[Dataset content]
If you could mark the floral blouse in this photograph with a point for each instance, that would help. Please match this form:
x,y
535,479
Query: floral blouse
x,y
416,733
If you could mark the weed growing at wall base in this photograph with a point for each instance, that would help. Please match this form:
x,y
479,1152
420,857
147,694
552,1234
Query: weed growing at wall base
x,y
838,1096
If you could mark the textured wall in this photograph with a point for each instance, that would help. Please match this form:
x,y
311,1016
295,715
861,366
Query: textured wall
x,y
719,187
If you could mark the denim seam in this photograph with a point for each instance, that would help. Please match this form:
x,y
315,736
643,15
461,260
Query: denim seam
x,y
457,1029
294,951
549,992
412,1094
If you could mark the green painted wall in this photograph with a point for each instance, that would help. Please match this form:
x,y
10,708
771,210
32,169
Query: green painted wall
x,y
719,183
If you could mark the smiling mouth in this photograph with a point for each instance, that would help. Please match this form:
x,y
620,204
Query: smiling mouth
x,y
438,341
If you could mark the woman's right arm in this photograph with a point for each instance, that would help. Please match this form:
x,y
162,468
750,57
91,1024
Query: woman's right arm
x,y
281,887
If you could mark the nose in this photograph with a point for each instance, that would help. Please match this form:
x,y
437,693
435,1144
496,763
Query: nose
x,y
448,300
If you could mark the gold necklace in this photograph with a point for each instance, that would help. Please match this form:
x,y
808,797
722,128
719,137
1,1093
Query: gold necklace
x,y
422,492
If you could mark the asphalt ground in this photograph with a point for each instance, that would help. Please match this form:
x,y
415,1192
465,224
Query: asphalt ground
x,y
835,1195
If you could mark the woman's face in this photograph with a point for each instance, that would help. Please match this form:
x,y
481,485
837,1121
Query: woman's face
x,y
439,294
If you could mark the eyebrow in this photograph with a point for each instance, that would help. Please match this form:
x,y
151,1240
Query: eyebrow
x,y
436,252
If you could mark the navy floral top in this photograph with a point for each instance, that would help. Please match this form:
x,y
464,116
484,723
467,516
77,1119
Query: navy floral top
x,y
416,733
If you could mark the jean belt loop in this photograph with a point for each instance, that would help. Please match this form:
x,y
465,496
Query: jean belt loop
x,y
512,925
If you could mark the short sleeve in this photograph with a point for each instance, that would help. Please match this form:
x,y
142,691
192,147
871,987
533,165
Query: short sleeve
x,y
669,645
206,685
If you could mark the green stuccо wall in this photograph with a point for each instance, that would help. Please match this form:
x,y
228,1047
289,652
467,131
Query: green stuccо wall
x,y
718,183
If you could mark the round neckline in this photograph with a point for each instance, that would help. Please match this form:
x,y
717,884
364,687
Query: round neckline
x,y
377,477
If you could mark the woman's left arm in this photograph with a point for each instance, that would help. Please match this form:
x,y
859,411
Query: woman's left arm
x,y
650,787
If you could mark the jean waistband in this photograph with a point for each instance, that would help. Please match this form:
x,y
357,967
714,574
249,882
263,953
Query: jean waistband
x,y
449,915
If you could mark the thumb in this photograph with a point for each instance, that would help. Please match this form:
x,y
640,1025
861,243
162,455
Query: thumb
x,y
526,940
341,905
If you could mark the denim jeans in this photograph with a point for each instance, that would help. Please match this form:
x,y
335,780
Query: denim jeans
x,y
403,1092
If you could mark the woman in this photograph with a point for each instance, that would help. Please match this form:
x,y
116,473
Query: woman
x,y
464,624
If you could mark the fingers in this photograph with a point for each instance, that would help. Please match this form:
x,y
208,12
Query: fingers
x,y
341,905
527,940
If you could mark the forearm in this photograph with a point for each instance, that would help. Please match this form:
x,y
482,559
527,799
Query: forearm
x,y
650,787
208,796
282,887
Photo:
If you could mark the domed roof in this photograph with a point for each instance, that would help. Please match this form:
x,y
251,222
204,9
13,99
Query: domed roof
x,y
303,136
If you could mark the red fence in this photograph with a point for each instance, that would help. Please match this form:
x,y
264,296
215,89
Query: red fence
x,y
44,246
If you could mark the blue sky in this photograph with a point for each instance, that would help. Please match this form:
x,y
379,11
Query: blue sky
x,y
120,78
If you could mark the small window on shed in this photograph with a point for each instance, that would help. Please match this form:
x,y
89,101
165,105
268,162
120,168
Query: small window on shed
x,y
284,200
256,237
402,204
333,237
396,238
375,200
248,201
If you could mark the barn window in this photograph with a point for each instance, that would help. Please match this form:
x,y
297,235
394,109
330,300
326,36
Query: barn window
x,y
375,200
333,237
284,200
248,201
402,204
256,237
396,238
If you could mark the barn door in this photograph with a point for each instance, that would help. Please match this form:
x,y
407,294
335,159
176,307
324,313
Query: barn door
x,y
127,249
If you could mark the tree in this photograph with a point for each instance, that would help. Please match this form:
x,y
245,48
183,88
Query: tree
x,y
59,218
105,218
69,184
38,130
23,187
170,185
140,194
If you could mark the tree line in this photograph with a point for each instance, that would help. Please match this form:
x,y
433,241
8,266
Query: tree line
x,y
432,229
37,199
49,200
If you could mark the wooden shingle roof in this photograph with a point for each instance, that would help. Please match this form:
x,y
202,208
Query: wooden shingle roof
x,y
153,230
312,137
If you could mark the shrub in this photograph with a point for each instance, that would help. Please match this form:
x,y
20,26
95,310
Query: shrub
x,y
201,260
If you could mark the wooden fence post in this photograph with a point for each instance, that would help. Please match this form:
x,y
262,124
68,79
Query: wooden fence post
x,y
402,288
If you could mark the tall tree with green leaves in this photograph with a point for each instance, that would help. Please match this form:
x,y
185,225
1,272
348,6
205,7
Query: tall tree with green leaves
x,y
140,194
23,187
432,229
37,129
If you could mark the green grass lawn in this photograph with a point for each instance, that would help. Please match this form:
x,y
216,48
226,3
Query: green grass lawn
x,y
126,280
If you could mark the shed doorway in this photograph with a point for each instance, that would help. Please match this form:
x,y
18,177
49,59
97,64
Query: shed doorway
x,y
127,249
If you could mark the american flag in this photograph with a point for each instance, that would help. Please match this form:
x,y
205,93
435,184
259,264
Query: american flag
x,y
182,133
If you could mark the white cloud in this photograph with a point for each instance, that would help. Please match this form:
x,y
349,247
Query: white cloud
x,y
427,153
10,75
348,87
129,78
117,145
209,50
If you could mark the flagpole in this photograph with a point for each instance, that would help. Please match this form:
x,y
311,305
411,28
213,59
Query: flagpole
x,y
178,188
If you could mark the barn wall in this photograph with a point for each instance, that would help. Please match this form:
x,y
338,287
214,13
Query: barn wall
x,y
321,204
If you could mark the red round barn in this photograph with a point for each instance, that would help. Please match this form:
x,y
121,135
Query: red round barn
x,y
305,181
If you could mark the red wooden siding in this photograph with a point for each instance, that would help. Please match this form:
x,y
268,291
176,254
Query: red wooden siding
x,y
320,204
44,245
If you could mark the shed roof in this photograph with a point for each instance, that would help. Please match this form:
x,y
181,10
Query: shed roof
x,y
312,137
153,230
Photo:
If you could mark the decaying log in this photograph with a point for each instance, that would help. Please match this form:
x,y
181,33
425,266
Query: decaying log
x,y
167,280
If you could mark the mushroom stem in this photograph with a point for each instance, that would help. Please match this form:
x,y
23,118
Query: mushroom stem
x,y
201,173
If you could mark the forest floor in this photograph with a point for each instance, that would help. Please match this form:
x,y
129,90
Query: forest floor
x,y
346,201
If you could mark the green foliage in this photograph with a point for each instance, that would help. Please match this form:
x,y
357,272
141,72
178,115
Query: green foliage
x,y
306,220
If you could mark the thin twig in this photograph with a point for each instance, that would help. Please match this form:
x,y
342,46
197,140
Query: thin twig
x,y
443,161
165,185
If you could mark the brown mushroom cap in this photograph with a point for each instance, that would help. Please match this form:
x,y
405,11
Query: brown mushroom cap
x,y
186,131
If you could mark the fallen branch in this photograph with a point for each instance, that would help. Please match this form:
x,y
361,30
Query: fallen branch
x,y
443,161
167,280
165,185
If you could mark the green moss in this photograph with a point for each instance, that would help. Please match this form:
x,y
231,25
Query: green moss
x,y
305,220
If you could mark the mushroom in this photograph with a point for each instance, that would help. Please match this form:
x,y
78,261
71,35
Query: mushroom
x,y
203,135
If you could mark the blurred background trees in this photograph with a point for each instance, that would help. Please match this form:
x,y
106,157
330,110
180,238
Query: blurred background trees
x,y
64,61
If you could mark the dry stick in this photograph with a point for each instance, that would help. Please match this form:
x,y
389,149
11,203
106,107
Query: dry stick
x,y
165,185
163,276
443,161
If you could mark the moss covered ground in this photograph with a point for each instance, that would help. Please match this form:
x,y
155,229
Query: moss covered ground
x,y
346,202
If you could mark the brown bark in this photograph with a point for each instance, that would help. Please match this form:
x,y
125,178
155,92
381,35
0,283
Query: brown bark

[What the exercise asks] Which lines of the material contain the string "bark"? List each of them.

[Your solution]
If you could mark the brown bark in this photograph with a point for each instance, that would help. Please match this form:
Query: brown bark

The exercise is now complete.